-------- Materials provided --------

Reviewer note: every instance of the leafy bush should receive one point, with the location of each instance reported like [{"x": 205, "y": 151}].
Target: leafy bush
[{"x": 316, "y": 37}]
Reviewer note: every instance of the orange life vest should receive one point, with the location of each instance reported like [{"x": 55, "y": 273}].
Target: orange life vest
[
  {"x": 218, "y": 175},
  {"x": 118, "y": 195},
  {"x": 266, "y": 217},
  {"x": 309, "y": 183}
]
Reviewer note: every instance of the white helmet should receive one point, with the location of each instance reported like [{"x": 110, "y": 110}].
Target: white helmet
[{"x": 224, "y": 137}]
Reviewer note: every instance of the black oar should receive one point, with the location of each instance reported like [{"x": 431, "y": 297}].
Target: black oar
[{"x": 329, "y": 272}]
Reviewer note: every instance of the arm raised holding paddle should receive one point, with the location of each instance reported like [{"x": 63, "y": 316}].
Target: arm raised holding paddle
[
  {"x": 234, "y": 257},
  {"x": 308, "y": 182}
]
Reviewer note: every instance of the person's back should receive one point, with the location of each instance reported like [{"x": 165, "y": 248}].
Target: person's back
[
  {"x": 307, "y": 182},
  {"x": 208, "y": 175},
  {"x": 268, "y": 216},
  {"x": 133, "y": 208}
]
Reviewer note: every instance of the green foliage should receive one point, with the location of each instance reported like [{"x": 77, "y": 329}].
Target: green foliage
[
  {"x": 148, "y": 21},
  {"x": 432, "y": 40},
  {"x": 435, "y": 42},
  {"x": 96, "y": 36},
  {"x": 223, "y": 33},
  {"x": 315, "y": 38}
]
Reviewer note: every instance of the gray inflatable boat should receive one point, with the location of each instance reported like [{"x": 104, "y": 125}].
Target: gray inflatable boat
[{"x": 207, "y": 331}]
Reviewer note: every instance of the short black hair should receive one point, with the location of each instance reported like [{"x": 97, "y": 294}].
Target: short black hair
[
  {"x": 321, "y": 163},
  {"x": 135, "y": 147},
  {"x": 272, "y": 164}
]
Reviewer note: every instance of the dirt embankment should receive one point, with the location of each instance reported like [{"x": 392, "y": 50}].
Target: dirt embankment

--------

◆ Exercise aim ◆
Retype the records above exactly.

◆ The response ◆
Reviewer note: every instance of the leafy bush should receive one point, with the location of each instance reported like [{"x": 205, "y": 151}].
Target: leafy bush
[{"x": 316, "y": 37}]
Reviewer note: every instance of the orange life vest should receive one point, with the location of each instance reported like [{"x": 55, "y": 273}].
Target: orange life vest
[
  {"x": 218, "y": 175},
  {"x": 118, "y": 195},
  {"x": 266, "y": 217},
  {"x": 309, "y": 183}
]
Reviewer note: every instance of the white helmet should receive one point, with the location of each instance reported like [{"x": 110, "y": 110}].
Target: white helmet
[{"x": 224, "y": 137}]
Reviewer note: every instance of the black oar should receive one point, with the location of each instance reported like [{"x": 431, "y": 297}].
Target: black oar
[{"x": 329, "y": 272}]
Reviewer note: every instance of the arm raised holding paddle should receive one point, with the location of each instance reported like [{"x": 63, "y": 316}].
Target: arm raised holding paddle
[
  {"x": 234, "y": 257},
  {"x": 308, "y": 182}
]
Reviewer note: every instance of the person's back should receive one point, with the location of each instance reported like [{"x": 165, "y": 248}].
Target: person's back
[
  {"x": 307, "y": 182},
  {"x": 208, "y": 175},
  {"x": 268, "y": 216},
  {"x": 133, "y": 208}
]
Reviewer note: every instance of the green foliage should receive one point, with the location of each instance reported like [{"x": 77, "y": 329}].
Target: green foliage
[
  {"x": 148, "y": 21},
  {"x": 432, "y": 40},
  {"x": 435, "y": 42},
  {"x": 96, "y": 36},
  {"x": 223, "y": 33},
  {"x": 315, "y": 38}
]
Reviewer note: every instance of the gray inflatable boat should receive one point, with the location of each instance reported like [{"x": 104, "y": 125}].
Target: gray inflatable boat
[{"x": 207, "y": 331}]
Reviewer note: every instance of the short black hair should receive one point, with the location of each instance reported like [{"x": 97, "y": 294}].
Target: short black hair
[
  {"x": 321, "y": 163},
  {"x": 135, "y": 147},
  {"x": 272, "y": 164}
]
Reviewer note: every instance of the dirt embankment should receive one point, with the location of each instance reported like [{"x": 392, "y": 50}].
Target: dirt embankment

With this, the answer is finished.